Text shown:
Updates from life: Viva la Mistificazione!
“Actually, this is a really good idea”, said my dentist throwing his blood-drenched gloves in the bin. He had just pulled out my wisdom tooth, making me more sore and more wise – pain is supposed to be the highway to wisdom after all, isn’t it? The dentist wholeheartedly approved of my habitual taking July and August away from my Rome life. That time wouldn’t be exactly “off”. I would in fact catch up on project that need breadth and space, dedicate to articles that I never have time to pitch, books that I never have the peace of mind to sit and read. Most importantly, I’d refine what I have learned in the previous months.
The bo staff I practice with is made of the white wood of an orange three. It is my favourite weapon and – as clumsy as I am – just holding it makes me feel different. My old grandfather, who is 90 years old, made it for me on the lathe a couple of months ago. He explained me that the orange wood doesn’t have grains, that is why it is so smooth and without shards and it is hard to break. I know it sounds cheesy, but every day I look at the simple and purely functional shape of my bo staff, it inspires me to be just as simple in the things that I do.

Supplied entries:
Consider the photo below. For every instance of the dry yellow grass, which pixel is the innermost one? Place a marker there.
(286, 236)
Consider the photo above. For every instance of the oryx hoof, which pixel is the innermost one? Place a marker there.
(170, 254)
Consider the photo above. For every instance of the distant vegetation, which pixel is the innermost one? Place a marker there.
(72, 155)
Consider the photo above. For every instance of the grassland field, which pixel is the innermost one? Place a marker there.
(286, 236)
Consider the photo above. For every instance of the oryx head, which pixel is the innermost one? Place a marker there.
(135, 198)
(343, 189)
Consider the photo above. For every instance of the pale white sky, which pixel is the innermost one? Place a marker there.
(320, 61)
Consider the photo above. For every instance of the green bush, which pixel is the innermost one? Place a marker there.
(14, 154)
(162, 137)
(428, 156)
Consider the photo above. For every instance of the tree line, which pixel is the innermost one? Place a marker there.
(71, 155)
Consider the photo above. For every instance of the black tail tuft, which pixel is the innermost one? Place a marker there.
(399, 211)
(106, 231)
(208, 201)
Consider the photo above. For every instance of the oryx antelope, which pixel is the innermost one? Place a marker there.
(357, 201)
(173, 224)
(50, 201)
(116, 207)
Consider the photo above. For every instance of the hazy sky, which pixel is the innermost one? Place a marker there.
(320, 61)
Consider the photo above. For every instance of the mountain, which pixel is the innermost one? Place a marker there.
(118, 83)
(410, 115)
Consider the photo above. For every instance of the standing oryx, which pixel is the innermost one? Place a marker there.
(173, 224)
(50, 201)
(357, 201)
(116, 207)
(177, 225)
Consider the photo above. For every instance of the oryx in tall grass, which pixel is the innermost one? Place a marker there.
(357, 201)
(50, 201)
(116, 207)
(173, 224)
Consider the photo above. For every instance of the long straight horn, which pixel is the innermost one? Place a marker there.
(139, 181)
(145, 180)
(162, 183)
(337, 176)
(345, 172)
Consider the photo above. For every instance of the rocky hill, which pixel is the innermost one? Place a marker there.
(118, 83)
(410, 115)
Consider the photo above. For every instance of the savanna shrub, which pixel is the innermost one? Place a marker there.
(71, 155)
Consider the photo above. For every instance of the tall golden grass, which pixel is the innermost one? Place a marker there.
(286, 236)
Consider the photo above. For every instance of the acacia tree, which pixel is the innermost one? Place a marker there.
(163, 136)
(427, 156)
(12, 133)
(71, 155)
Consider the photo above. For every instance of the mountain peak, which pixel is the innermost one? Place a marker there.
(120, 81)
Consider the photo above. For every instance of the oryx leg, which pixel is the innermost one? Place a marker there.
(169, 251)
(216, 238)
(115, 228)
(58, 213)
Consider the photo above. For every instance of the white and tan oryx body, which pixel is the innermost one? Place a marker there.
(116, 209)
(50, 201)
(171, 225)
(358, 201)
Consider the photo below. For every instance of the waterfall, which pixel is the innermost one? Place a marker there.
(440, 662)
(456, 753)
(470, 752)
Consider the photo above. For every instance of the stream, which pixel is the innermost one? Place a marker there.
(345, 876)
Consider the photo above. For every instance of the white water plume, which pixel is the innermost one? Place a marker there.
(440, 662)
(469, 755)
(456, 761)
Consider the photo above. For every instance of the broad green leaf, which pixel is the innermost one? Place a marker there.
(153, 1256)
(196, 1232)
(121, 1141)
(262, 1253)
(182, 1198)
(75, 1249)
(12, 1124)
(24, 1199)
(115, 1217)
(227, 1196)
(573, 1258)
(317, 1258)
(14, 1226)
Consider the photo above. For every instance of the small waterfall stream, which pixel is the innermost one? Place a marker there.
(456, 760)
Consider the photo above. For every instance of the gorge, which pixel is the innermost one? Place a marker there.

Work to do:
1) From the life-update post, list every quality that the grandfather attributes to orange wood.
2) Carry on the life-update post, starting right after its final sentence.

Responses per task:
1)
- It has no grains.
- It is smooth.
- It is without shards.
- It is hard to break.

2)
My life in Sorrento is actually very simple, and it is much easier to keep a routine compared to Rome. I wake up around 6 or 7 am, a bit sore in the shoulders, the neck, the hips and the legs as usual. My entire bone structure makes a lot of noises actually, like it is awakening. I make up for it by stretching from 20 to 40 minutes first thing in the morning. I then prepare breakfast, cut my fruit and mix cereals with yogurt, all of that while listening to the BBC, NPR, Monocle24 or France Culture. Then I start working, writing and researching until 1pm. There is a lot of light in the living room, and from the big glass windows the coastline reminds me of the prize waiting for me in the afternoon. The sea.
I have chatty lunch with family, then hop on a friend’s scooter and go to the beach. Alternatively, I might go alone, if I feel like walking. I usually do the 30 minutes walk from home to the beach with a wet towel wrapped around my head under the 2pm sun. My go-to place is called Regina Giovanna. These are the ruins of an old Roman villa right on the Naples Gulf. There I breath, tan, read, paint, swim, and just be a mare. The seaside just outside Sorrento can be really sublime when the windy weather makes the sea shimmering. Sitting on the uncomfortable rocks, I have the space to observe my mood and thoughts. By exposing myself to that landscape it becomes my inner landscape. I become it.
I walk back home listening to a podcast – usually Longform, On Being or BBC Documentary – I eat, work a bit more, or read, or jot down some ideas, and then practice ninjutsu on the terrace. I shower, and call it a day.
The most important project I’m tackling over the summer is the Singapore book. What originally was supposed to be a report on contemporary art in Singapore, based on my research at the end of 2015, is becoming a creature of its own – in a good way. I find it a wonderful opportunity to expand my knowledge, my interests and communicate ideas which I deem to be important and timely. The world around me seems to confirm that somehow I’m writing in the spirit of the times. Or maybe it’s just me; once you buy a striped dress, you start seeing striped dressed everywhere!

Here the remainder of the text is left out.